§ Short task: Look in the data below for the line that contains "Where can the boat". Copy that line and the remaining lines exactly.

§ Data supplied:
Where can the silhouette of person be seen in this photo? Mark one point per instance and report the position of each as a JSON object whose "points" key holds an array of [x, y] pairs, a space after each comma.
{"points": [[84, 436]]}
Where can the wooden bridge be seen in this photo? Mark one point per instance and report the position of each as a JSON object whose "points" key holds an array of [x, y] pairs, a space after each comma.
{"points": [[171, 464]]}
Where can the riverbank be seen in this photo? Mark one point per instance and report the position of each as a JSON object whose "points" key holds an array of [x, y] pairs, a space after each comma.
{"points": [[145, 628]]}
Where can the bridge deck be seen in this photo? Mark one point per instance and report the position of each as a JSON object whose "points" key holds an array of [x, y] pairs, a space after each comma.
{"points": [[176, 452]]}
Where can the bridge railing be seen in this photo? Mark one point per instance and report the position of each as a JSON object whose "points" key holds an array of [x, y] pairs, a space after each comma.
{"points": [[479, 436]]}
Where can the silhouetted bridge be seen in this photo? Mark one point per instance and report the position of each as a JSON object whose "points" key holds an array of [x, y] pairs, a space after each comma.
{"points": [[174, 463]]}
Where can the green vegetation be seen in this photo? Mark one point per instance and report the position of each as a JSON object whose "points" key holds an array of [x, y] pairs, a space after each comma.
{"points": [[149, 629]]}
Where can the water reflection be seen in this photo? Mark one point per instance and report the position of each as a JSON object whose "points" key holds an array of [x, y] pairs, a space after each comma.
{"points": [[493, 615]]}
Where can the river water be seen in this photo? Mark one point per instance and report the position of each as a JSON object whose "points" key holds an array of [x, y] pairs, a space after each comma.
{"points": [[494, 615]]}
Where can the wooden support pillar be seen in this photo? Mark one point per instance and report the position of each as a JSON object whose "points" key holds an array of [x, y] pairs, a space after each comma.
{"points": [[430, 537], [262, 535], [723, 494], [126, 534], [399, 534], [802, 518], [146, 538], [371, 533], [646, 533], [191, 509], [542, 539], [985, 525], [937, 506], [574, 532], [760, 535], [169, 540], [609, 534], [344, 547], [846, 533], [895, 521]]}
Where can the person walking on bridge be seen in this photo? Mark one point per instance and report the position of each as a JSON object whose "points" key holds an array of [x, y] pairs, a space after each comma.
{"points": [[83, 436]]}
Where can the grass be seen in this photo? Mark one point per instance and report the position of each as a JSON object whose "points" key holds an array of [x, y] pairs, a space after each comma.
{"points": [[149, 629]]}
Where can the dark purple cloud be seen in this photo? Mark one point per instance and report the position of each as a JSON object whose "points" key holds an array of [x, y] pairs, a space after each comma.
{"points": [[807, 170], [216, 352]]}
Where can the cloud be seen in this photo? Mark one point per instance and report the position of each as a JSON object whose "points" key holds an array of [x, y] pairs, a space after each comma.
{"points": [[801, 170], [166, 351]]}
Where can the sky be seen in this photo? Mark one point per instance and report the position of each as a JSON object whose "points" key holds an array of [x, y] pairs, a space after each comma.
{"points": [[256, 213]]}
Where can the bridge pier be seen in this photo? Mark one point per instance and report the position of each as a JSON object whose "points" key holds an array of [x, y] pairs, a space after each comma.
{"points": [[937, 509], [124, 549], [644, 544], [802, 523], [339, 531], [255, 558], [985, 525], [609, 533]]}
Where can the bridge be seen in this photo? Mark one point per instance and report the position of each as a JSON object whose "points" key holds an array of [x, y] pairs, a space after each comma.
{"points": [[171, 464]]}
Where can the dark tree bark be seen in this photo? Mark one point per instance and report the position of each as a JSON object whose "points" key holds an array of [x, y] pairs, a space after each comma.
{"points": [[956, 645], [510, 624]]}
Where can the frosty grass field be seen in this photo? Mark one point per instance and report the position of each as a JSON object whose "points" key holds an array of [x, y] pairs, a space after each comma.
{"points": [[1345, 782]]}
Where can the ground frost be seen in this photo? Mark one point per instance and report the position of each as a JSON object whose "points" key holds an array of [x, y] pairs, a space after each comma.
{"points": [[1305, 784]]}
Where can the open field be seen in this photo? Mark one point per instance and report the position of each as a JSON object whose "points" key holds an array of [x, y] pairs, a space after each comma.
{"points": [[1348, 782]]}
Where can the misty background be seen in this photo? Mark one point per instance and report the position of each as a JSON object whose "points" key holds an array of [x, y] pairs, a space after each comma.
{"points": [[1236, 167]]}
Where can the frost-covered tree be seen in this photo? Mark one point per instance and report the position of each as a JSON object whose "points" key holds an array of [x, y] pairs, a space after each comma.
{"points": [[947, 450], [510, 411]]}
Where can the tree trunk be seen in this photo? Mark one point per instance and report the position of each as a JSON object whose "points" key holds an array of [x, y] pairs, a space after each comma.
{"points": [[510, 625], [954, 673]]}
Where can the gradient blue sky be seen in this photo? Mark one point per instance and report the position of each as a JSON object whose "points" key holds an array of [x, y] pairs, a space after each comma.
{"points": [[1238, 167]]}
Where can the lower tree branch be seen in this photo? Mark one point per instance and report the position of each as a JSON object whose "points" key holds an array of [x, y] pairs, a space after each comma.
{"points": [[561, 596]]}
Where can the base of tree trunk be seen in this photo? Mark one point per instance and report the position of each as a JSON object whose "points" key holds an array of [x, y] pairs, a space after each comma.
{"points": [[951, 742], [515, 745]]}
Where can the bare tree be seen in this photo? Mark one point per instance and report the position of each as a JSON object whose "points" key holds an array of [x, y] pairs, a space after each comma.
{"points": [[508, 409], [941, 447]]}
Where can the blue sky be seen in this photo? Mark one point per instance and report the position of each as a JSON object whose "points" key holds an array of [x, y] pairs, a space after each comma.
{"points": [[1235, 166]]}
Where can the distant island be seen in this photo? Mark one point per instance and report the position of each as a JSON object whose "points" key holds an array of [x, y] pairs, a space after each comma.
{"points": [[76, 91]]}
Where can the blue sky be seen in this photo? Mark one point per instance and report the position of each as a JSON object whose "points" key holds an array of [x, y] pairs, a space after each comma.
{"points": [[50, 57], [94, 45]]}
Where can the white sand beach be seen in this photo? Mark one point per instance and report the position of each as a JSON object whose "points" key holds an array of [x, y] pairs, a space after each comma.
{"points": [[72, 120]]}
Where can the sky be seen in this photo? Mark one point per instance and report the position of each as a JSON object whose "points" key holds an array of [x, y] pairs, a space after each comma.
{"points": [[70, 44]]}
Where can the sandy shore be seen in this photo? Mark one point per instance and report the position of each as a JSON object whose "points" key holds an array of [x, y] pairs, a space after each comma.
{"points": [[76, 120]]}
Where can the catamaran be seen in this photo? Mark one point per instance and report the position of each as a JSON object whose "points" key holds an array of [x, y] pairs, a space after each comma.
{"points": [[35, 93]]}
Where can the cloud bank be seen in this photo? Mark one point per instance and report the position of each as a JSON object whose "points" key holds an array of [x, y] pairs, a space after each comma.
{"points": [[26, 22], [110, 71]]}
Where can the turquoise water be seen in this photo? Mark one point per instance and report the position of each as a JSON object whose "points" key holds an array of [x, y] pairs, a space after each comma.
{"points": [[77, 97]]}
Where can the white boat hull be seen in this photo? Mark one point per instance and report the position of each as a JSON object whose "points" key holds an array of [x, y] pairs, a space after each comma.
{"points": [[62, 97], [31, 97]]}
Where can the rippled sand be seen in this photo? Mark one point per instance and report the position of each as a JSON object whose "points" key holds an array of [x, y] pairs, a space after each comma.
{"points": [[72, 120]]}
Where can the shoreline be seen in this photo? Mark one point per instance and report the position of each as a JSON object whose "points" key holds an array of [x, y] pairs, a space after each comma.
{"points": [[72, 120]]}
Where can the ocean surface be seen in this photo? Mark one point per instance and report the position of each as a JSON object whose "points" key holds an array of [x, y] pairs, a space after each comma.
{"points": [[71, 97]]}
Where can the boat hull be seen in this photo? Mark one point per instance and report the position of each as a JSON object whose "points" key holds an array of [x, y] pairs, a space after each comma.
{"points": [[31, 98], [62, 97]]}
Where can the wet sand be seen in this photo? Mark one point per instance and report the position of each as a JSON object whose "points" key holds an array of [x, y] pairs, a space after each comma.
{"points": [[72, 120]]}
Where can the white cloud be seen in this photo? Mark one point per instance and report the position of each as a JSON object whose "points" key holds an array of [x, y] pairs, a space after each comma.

§ Full response:
Where can the boat hull be seen in this photo? Mark one point per instance and report the position of each as a JSON object whose "points" key holds an array of [x, y] pairs, a space after each comma.
{"points": [[31, 98], [62, 97]]}
Where can the wet sand be seen in this photo? Mark one point per instance and report the position of each as a JSON object whose "points" key holds an array of [x, y] pairs, a space after each comma.
{"points": [[72, 120]]}
Where can the white cloud be seen in this photo? Mark one point per instance and report the position of each as a JSON object whose "points" key holds an array of [x, y] pairs, a space after each comma.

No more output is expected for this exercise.